# [Your assignment]
Answer these questions from the pro bono article below.
(a) How many hours of pro bono work per year does the article mention?
(b) Who moderates the program the three groups will present?
(c) What two things do the programs check in clients before referral?

** Reading text follows **

Access to Justice
Lawyers Help Keep American Dream Alive Through Pro Bono Service
By Jack Londen
The American Dream is alive and well. At least, that is the experience of new entrepreneurs who turn a great idea into a thriving business. The Dream is not the exclusive property of high-tech, venture capital-funded Silicon Valley companies. Many people who have limited means and who come from backgrounds with few advantages or privileges have created successful businesses. They have created a new future for their own families and new jobs, products, and services for their communities. This takes hard work and a good idea. It also takes a lawyer.
You may have decided to become a lawyer with ideals of helping other people. You may wish to comply with the prevailing ethic and the practice of many law firms by spending at least 20 hours per year doing pro bono work. If you are a business lawyer, though, or a specialist in real estate, employment, or insurance transactions, you may have found that pro bono work opportunities in your field are rare compared to litigation pro bono matters that do not call on your particular skills. But such opportunities exist.
California has some of the best programs in the United States in which business lawyers open doors for aspiring entrepreneurs. Three of those programs—Bet Tzedek, Start Small Think Big, and Public Counsel, moderated by Judge Charles Crompton of San Francisco Superior Court—will present a California Lawyers Association self-study MCLE program via Zoom on July 11 at noon.
Earn MCLE credit while you learn ways to use your skills as a business counselor in pro bono work. With a limited commitment of time, you can keep the Dream alive for someone who wants to enter the economic mainstream and serve the community with new products and services.
Each of these programs has been helping small businesses for years. They focus on providing valuable help for clients and a satisfying experience for volunteer lawyers. The programs screen clients to ensure they have both a legal need and are ready to talk to a lawyer before the referral. Virtual sessions allow lawyers to work from their offices or remote locations. They also make sure that the clients have access to the technology, including document transmission, required for productive sessions. Subject matters of the legal advice can include a wide variety of topics:
- Corporate risk assessment
- Entity selection
- Entity formation
- Employment law
- Corporate governance
- Commercial leases
- Lending agreements
- Contracts
- ADA compliance
- CA marketing and advertising law compliance
- Vending contracts
You can help people like Consuelo “Connie” Chaneco.

** End of Reading text **
** Extracted entries follows **

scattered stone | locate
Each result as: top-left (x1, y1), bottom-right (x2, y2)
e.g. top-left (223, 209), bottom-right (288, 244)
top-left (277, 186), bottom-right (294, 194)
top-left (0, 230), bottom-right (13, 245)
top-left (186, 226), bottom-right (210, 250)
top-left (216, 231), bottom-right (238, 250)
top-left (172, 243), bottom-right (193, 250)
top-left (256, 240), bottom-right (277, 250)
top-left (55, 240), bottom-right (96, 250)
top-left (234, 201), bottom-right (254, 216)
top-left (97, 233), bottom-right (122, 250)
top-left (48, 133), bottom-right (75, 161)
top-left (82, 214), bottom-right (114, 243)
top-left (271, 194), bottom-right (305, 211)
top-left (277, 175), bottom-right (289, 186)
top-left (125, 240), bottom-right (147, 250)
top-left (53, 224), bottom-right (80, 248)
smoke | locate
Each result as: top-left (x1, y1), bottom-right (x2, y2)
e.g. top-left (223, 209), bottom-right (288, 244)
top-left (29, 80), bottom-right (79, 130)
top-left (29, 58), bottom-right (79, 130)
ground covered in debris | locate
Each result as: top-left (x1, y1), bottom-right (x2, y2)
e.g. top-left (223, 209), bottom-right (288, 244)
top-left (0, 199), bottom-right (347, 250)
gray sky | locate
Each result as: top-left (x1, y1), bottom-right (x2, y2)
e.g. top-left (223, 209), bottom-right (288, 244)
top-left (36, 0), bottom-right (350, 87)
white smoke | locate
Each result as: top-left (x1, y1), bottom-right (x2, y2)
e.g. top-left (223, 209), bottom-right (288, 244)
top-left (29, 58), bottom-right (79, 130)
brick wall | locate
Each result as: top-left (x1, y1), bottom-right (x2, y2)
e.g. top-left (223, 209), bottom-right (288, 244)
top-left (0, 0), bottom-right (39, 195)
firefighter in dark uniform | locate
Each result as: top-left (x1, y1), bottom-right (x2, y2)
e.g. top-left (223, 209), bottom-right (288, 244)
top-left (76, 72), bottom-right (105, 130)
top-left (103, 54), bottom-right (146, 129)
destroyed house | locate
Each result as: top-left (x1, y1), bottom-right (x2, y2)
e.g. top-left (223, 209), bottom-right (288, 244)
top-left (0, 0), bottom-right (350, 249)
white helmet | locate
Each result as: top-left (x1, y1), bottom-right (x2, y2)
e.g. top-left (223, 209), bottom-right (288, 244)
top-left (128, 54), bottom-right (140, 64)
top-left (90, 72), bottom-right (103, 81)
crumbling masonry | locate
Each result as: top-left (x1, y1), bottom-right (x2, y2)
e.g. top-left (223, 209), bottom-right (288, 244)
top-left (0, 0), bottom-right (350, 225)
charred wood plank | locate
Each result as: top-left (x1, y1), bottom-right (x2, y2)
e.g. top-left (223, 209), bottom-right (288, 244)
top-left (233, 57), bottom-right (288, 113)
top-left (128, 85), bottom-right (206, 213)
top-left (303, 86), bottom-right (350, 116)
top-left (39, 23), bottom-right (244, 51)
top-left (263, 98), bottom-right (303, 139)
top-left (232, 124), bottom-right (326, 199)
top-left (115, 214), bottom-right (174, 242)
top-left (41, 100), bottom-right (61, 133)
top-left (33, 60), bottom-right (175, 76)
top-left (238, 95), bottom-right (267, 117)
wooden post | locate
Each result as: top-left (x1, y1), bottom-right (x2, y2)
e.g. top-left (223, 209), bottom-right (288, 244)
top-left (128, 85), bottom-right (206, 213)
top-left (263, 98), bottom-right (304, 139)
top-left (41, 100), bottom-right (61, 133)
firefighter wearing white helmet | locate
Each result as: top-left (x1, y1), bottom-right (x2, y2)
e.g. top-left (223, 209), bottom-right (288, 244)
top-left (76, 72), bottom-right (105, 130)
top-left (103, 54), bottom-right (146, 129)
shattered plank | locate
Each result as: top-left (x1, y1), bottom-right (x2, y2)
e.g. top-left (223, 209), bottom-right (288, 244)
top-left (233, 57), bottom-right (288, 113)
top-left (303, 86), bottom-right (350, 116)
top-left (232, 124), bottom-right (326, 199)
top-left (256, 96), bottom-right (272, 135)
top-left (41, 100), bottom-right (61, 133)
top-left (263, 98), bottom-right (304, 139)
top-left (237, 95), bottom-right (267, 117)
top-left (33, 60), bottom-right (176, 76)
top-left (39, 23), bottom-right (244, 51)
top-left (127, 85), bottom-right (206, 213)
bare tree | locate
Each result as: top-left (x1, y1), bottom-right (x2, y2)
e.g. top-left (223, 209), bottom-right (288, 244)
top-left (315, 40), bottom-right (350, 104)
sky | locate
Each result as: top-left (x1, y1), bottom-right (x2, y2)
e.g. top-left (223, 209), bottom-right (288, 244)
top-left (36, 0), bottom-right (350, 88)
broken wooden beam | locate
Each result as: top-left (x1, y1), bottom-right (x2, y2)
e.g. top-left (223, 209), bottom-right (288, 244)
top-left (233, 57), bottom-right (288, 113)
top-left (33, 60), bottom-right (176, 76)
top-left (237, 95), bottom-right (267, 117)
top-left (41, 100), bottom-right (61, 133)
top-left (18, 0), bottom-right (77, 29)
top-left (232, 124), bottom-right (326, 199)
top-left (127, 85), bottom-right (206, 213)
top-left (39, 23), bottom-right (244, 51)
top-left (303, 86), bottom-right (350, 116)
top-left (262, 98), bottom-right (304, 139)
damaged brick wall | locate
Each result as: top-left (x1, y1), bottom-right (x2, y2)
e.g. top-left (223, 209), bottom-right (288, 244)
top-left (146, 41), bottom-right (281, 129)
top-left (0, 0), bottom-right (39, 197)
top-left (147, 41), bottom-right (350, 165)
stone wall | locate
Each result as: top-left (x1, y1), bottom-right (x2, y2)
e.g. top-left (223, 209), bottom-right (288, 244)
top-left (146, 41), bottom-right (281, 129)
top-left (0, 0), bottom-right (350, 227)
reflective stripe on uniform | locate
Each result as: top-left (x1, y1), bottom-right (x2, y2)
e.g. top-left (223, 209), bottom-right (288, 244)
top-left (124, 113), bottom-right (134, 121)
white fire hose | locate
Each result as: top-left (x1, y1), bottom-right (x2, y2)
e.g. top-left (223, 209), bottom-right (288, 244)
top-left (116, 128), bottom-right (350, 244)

** End of Extracted entries **
** Extracted entries follows **

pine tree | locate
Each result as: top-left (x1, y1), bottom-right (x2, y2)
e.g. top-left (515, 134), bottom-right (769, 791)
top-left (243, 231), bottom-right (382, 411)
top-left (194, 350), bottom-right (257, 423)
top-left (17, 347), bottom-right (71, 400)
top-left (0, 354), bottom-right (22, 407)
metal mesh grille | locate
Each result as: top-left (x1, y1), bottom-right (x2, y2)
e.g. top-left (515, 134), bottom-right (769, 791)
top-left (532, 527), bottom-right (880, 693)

** End of Extracted entries **
** Extracted entries follows **

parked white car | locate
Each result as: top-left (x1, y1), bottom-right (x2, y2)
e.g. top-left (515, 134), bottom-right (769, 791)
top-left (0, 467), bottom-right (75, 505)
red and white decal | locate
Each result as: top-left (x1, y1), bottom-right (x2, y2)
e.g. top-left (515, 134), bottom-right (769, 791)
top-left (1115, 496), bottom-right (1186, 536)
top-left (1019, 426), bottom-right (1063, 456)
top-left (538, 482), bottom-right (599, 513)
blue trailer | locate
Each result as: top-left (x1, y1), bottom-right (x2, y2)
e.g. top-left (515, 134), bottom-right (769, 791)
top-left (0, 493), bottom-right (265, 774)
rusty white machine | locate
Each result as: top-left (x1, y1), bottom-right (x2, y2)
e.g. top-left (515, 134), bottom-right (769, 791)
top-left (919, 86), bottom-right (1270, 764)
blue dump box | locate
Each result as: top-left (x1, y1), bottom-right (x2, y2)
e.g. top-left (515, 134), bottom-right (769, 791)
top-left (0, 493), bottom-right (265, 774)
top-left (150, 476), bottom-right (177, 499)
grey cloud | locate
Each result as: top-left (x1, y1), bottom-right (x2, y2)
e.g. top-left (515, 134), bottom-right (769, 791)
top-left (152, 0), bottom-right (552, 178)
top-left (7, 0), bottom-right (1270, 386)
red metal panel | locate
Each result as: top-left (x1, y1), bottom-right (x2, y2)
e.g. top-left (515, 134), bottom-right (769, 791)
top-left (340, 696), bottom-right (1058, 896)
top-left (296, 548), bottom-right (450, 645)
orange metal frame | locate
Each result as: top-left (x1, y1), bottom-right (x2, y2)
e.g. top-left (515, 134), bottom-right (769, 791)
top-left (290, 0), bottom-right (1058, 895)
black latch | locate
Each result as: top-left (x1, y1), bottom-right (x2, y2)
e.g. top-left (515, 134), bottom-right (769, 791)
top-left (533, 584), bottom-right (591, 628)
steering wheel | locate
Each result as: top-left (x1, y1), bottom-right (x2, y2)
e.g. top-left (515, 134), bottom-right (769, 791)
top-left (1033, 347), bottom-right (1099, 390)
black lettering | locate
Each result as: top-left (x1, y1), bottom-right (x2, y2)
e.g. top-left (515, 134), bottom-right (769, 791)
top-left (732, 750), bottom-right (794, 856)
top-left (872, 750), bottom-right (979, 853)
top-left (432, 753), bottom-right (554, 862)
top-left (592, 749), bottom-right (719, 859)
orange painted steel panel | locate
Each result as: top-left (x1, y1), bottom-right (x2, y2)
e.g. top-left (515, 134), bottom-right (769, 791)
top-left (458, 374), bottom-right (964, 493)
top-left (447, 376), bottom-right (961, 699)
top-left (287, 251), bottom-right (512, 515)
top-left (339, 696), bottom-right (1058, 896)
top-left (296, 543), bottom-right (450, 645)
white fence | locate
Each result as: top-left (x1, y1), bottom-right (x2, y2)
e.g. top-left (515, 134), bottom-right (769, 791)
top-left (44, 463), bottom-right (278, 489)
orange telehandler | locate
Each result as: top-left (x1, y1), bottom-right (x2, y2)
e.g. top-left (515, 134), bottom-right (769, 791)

** End of Extracted entries **

# [Finished exercise]
(a) At least 20 hours per year.
(b) Judge Charles Crompton of San Francisco Superior Court.
(c) That clients have a legal need and are ready to talk to a lawyer.